RECORDS TO PROCESS -

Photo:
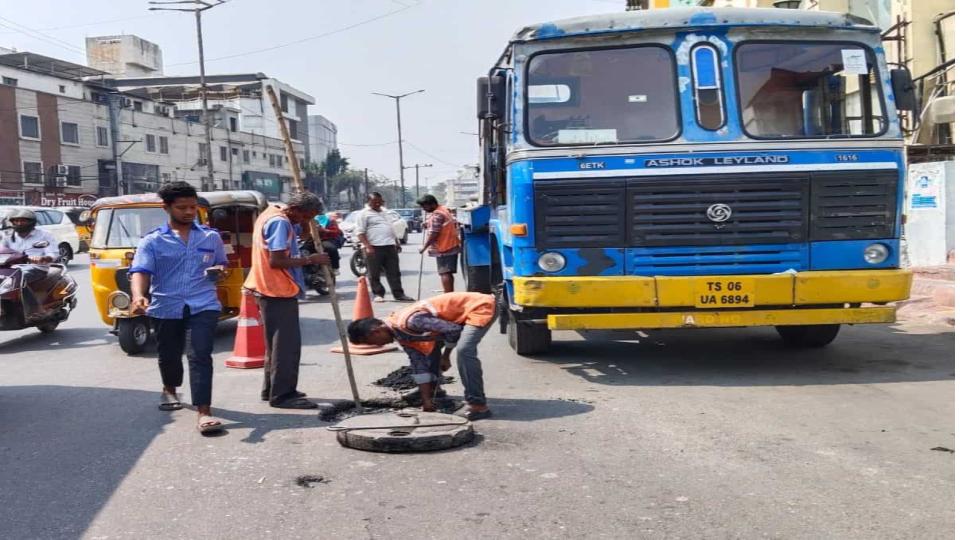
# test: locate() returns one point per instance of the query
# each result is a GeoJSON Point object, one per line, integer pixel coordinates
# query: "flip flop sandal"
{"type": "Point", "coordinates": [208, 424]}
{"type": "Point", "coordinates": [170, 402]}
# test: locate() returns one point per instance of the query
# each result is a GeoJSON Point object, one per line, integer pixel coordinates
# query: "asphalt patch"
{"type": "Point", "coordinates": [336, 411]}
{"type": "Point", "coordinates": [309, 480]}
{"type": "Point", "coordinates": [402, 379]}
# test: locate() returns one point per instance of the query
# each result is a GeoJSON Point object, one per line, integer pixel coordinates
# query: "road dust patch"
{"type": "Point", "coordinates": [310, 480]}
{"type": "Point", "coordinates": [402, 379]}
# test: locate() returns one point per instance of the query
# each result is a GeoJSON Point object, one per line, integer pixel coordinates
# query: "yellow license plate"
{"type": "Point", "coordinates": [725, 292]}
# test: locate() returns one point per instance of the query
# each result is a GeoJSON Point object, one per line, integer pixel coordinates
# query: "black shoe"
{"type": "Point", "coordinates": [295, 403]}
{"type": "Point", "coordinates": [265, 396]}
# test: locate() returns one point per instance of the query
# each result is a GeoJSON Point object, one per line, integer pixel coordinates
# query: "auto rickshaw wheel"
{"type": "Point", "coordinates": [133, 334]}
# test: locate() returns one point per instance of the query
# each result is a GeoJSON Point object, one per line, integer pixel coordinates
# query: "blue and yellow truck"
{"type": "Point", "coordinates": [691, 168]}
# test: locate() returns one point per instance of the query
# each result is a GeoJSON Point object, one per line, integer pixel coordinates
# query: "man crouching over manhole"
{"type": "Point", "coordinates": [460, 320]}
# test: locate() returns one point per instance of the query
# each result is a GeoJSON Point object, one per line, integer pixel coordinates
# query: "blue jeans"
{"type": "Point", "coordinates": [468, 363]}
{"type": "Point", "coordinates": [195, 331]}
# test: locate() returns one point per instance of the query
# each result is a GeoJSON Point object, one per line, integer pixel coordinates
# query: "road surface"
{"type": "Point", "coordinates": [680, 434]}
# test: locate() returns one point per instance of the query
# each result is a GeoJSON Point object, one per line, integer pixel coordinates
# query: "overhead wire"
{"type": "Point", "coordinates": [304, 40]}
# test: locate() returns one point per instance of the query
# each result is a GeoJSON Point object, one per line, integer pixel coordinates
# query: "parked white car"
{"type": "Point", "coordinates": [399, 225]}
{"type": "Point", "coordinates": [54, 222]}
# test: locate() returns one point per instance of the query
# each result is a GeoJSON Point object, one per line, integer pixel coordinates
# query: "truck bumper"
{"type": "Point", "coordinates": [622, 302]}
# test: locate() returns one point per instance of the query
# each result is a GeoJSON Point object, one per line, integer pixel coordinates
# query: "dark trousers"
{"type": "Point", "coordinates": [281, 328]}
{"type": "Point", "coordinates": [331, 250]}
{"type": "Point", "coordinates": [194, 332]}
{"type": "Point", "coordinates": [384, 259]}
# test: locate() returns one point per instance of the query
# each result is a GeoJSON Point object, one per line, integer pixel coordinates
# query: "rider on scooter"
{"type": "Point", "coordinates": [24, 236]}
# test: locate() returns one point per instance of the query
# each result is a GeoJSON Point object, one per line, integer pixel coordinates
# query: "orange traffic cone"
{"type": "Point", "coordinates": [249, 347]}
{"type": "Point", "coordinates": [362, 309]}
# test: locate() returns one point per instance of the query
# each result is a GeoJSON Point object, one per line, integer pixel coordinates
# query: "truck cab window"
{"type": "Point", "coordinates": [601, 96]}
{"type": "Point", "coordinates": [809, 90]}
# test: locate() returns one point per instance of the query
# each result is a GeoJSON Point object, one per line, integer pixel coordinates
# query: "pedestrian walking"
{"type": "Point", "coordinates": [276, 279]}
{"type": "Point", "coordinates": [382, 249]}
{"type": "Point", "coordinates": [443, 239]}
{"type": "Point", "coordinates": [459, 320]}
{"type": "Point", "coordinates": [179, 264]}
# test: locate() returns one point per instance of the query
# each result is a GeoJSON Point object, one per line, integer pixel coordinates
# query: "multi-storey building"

PROBLEM REQUIREMENTS - If a record holds a picture, leave the picture out, but copy everything else exactly.

WRITTEN REPLY -
Photo:
# test: locate() returns one point per instance of the query
# each result is a GeoJSON Point object, one per line, integer pixel coordinates
# query: "flip flop sandal"
{"type": "Point", "coordinates": [208, 424]}
{"type": "Point", "coordinates": [170, 402]}
# test: locate() returns one point per instance of the query
# each result is a GeoJSON Point object, one per line, integer pixel coordinates
# query: "asphalt patch"
{"type": "Point", "coordinates": [336, 411]}
{"type": "Point", "coordinates": [309, 480]}
{"type": "Point", "coordinates": [402, 379]}
# test: locate() returns one point per instance of the query
# each result is a GeoJSON Point object, one per line, integer pixel coordinates
# query: "road dust patch"
{"type": "Point", "coordinates": [310, 480]}
{"type": "Point", "coordinates": [402, 379]}
# test: locate() returns one point per instance of the query
# each result is a GeoJSON Point object, one per line, integer pixel coordinates
# query: "yellow license plate"
{"type": "Point", "coordinates": [725, 292]}
# test: locate() returns one point per instance of the query
# each result is a GeoJSON Point object, one per line, integer pixel coordinates
# query: "black shoe"
{"type": "Point", "coordinates": [295, 403]}
{"type": "Point", "coordinates": [265, 396]}
# test: locate() returns one point per instance of the query
# each result is a GeoJSON Point object, one per line, integer pixel coordinates
# query: "auto rickshaw wheel"
{"type": "Point", "coordinates": [133, 334]}
# test: locate() returns one point per instance of the query
# each result is a GeoJSON Point object, one per line, integer pixel coordinates
# query: "blue and yellow truck"
{"type": "Point", "coordinates": [691, 168]}
# test: locate() returns one point per instance of the query
# each result is a GeoJSON Point object, one per line, integer pixel coordinates
# query: "man crouching over manhole"
{"type": "Point", "coordinates": [460, 320]}
# test: locate() returns one point per instance of the query
# each result is a GeoJSON Point object, one per line, integer pixel coordinates
# query: "blue jeans"
{"type": "Point", "coordinates": [468, 363]}
{"type": "Point", "coordinates": [195, 331]}
# test: locate() returns one point per instance of the query
# each result is a GeoJSON Point object, one per line, integer pixel coordinates
# query: "road surface"
{"type": "Point", "coordinates": [680, 434]}
# test: locate() returns one point per instance of the query
# each result is a GeoJSON Point object, one per line, integer pixel coordinates
# query: "overhead wire"
{"type": "Point", "coordinates": [304, 40]}
# test: locate() returns one point per instance of the query
# each result is a GeoJSON Point object, one per line, integer pixel coordinates
# query: "parked white car"
{"type": "Point", "coordinates": [399, 225]}
{"type": "Point", "coordinates": [54, 222]}
# test: locate() returns one point per instance of the query
# each result is a GeoJSON Point object, one per line, integer pixel coordinates
# query: "truck bumper"
{"type": "Point", "coordinates": [622, 302]}
# test: locate() returns one point per instance of the query
# each result is a GeoJSON Point object, one per line, integer pixel coordinates
# query: "dark trousers"
{"type": "Point", "coordinates": [281, 328]}
{"type": "Point", "coordinates": [331, 250]}
{"type": "Point", "coordinates": [194, 332]}
{"type": "Point", "coordinates": [384, 259]}
# test: locate() returns one point per instance of the query
# each result is a GeoJSON Point object, one per line, integer pixel coordinates
# query: "rider on scooter"
{"type": "Point", "coordinates": [24, 236]}
# test: locate() returns one point per instance of the query
# each result is a GeoJSON Point object, one per line, integer pixel coordinates
# query: "orange traffic cone"
{"type": "Point", "coordinates": [249, 347]}
{"type": "Point", "coordinates": [362, 309]}
# test: locate() returns one point per instance of the query
# each result is a GeoJSON Point object, one per line, integer pixel coordinates
# query: "truck cab window"
{"type": "Point", "coordinates": [601, 96]}
{"type": "Point", "coordinates": [809, 90]}
# test: locate() returns one point per instance of the query
# each result is a GeoJSON Point object, one per line, integer pixel coordinates
# query: "pedestrian walking"
{"type": "Point", "coordinates": [276, 279]}
{"type": "Point", "coordinates": [382, 249]}
{"type": "Point", "coordinates": [443, 239]}
{"type": "Point", "coordinates": [459, 320]}
{"type": "Point", "coordinates": [179, 264]}
# test: locate() returns one point per instance of the query
# each result is a GeoJSON Point object, one per line, integer pixel coordinates
# query: "multi-storey building"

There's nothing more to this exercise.